Page text below:

A long-term study tracking just over a thousand participants has found regular cannabis smoking can change the function of your lungs as you age. Unlike smoking a cigarette, however, cannabis seems to impact a person's breathing in a slightly different way.

Over adulthood, tobacco smoking is associated with a progressive decline in how much air you can force from your lungs in a given amount of time. In comparison, cannabis smoking in the current study was connected to higher lung volumes in total.

Ultimately, the authors found both changes lead to similar end results – constricting airways and leading to hyperinflation and gas trapping.

These patterns of lung function match previous results from the same cohort, which were collected 13 years earlier when the participants were 32 years of age.

"Although the effects of cannabis were detrimental, the pattern of lung function changes was not the same," says respiratory specialist Bob Hancox from the University of Otago in New Zealand.

"The research found that prolonged cannabis use led to over-inflated lungs and increased the resistance to airflow to a greater extent than tobacco."

To this day, there is limited research on the lung effects of smoking cannabis. Some studies suggest smoking cannabis flower can lead to acute bronchitis-like symptoms, while other studies suggest even after seven years of smoking, lung function is not significantly altered.

One of the main challenges is teasing apart the effects of cannabis from tobacco, as most cannabis users are also tobacco smokers.

The participants included in the current study from New Zealand were no exception. Most were smokers of both tobacco and cannabis, but even among those who had never smoked tobacco before, the authors found similar patterns in lung function.

While it's easy to measure how many cigarettes a day a person smokes, however, there is currently no standardized form of a joint. As such, the current study could only differentiate between daily cannabis smokers and those who smoke less than once a week.

This probably underestimates how much cannabis some participants are consuming, which makes it hard to say how much you need to smoke to put the health of your lungs at risk.

The heaviest cannabis users in the study tended to be tobacco smokers as well, confounding the results even more.

"Cannabis users tend to smoke far fewer times a day than tobacco smokers and it is possible that the participants have not smoked enough cannabis for it to have a measurable effect on some aspects of lung function," the authors note.

"However, this seems unlikely in view of the strong associations with higher lung volumes and lower airway conductance."

These associations were especially strong and consistent among those who smoke both tobacco and cannabis. In fact, these participants showed a slight tendency towards lower gas transfer, meaning their lungs weren't as good at exchanging oxygen for carbon dioxide.

The authors worry this is putting some individuals at risk of emphysema, although it's still not clear what these changes in lung function do to a person's overall lung health.

"[I]t is increasingly clear that cannabis has different effects on lung function to tobacco and the effects of widespread cannabis use will not necessarily mirror the harms caused by tobacco smoking," the authors conclude.

"The long-term consequences of the hyperinflation, gas-trapping, and lower airway conductance observed in several studies are not yet known."

End of Page text.
Record set below:

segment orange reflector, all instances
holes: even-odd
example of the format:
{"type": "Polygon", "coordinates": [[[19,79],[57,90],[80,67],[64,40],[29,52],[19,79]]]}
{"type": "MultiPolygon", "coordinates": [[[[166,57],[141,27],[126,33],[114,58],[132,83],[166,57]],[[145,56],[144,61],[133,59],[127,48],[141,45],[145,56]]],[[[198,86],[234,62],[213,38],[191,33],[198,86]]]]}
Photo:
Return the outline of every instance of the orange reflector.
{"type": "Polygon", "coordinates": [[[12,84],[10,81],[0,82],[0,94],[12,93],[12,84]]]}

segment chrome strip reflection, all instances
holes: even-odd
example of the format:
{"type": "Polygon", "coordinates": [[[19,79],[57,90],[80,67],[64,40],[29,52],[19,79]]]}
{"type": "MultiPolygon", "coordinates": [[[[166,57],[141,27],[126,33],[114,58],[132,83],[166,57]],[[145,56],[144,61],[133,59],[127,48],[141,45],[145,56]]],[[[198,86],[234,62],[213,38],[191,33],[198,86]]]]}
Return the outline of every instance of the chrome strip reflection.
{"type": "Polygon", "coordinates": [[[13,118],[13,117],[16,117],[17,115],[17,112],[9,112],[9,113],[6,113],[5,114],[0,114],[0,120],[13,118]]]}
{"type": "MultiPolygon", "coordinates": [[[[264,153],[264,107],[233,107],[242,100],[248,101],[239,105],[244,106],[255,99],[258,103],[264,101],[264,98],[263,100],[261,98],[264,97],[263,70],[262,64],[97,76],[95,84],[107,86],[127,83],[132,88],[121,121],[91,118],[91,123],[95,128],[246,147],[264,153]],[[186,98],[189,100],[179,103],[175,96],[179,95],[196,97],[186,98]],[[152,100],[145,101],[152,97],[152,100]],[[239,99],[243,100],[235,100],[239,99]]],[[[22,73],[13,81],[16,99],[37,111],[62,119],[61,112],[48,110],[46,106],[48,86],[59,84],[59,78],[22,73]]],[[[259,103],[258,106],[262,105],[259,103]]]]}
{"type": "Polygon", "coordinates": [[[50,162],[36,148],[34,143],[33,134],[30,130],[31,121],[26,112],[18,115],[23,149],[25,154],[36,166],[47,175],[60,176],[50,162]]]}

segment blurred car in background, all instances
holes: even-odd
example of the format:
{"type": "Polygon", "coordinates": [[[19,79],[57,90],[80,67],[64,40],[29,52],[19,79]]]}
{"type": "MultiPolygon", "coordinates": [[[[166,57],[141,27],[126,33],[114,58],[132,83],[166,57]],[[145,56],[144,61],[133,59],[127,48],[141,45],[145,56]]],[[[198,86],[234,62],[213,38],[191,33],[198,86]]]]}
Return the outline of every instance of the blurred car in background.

End of Record set.

_What is required:_ In the article on cannabis smoking and lung function, how old were the participants when the earlier results from the same cohort were collected?

_Finished exercise:_ 32 years old